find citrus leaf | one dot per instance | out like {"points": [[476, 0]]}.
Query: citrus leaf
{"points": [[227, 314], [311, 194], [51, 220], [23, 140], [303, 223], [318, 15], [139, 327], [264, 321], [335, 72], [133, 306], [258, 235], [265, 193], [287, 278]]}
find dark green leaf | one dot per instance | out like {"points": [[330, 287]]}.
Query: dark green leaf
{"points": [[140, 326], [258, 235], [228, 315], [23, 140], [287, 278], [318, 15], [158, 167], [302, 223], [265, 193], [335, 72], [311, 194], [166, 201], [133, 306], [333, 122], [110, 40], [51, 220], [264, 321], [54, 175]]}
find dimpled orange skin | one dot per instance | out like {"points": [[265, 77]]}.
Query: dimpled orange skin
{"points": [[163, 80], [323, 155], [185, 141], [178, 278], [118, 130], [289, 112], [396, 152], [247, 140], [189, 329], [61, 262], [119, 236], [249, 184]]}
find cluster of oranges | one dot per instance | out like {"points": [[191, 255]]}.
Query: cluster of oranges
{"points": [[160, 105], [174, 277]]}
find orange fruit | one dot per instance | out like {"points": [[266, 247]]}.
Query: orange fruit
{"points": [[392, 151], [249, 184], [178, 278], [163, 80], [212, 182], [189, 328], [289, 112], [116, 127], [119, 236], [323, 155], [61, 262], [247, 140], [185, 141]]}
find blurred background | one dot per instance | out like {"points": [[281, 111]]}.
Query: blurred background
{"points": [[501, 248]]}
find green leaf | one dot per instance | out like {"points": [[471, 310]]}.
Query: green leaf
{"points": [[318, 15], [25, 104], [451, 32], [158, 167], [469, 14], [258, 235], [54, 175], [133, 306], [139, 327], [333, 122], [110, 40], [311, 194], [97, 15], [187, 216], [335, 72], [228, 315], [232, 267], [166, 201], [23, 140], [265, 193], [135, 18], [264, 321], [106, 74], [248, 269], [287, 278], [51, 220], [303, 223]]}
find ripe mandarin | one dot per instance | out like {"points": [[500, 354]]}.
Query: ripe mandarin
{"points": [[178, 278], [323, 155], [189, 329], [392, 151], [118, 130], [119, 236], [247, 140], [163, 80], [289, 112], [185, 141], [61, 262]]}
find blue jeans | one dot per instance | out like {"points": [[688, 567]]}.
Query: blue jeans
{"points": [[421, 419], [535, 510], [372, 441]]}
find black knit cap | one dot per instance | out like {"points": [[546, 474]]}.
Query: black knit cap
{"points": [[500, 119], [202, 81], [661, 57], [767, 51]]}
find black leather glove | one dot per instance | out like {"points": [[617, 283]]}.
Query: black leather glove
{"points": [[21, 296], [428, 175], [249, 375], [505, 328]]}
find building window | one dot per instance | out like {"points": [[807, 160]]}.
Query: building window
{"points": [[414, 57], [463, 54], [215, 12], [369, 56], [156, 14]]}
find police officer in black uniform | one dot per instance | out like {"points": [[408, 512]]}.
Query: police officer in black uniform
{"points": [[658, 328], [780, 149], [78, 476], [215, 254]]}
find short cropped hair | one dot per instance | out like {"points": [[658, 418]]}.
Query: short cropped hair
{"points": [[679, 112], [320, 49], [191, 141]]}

—————

**Work to complete**
Copy out each record from above, exactly.

**Final result**
find citrus leaf | one dot per instance | out like {"points": [[476, 0]]}.
Query: citrus leaf
{"points": [[227, 314], [311, 194], [51, 220], [23, 140], [303, 223], [318, 15], [139, 327], [264, 321], [335, 72], [133, 306], [258, 235], [265, 193], [287, 278]]}
find dark green leaf | one dot per instance | out like {"points": [[330, 287]]}.
Query: dark green leaf
{"points": [[140, 326], [258, 235], [228, 315], [23, 140], [287, 278], [318, 15], [158, 167], [302, 223], [265, 193], [335, 72], [311, 194], [166, 201], [133, 306], [333, 122], [110, 40], [51, 220], [264, 321], [54, 175]]}
find dimpled orange skin | one dot per instance | out like {"points": [[265, 77]]}.
Query: dimpled orange skin
{"points": [[163, 80], [323, 155], [185, 141], [178, 278], [118, 130], [289, 112], [396, 152], [247, 140], [189, 329], [61, 262], [119, 236], [249, 184]]}
find cluster of oranges | one dot per instance | out like {"points": [[191, 255]]}.
Query: cluster of oranges
{"points": [[160, 105], [174, 277]]}
find orange fruit | one dot per instance | out like {"points": [[266, 247]]}.
Query: orange fruit
{"points": [[392, 151], [249, 184], [178, 278], [163, 80], [212, 182], [189, 328], [289, 112], [116, 127], [119, 236], [323, 155], [61, 262], [247, 140], [185, 141]]}
find blurred background | one dot per instance | out like {"points": [[281, 111]]}.
Query: blurred background
{"points": [[501, 248]]}
find green leaf | one dot per instance | out like {"points": [[471, 310]]}.
Query: green leaf
{"points": [[318, 15], [25, 104], [451, 32], [158, 167], [469, 14], [258, 235], [54, 175], [133, 306], [139, 327], [333, 122], [110, 40], [311, 194], [97, 15], [187, 216], [335, 72], [228, 315], [232, 267], [166, 201], [23, 140], [265, 193], [135, 18], [264, 321], [106, 74], [248, 269], [287, 278], [51, 220], [303, 223]]}
find ripe mandarin | one dot per instance | out like {"points": [[500, 354]]}.
Query: ripe mandarin
{"points": [[178, 278], [323, 155], [189, 329], [392, 151], [118, 130], [119, 236], [247, 140], [163, 80], [289, 112], [185, 141], [61, 262]]}
find blue jeans | one dot per instance | out like {"points": [[688, 567]]}.
Query: blue jeans
{"points": [[421, 419], [535, 510], [372, 441]]}
find black knit cap | one dot per instance | out like {"points": [[546, 474]]}.
Query: black knit cap
{"points": [[500, 119], [202, 81], [661, 57], [767, 51]]}
find black leather glove | one dot per instance | out like {"points": [[617, 283]]}.
Query: black leather glove
{"points": [[21, 296], [428, 175], [249, 375], [505, 328]]}
find building window | one dot per instance | out like {"points": [[807, 160]]}.
Query: building window
{"points": [[414, 57], [463, 54], [215, 12], [369, 56], [156, 14]]}
find police officer in black uniform | one dot per instance | out like {"points": [[408, 512]]}.
Query: police officer in black uniform
{"points": [[658, 328], [780, 149], [78, 476], [215, 254]]}
find short cropped hair | one dot per instance | out like {"points": [[658, 418]]}.
Query: short cropped hair
{"points": [[679, 112], [320, 49], [191, 141]]}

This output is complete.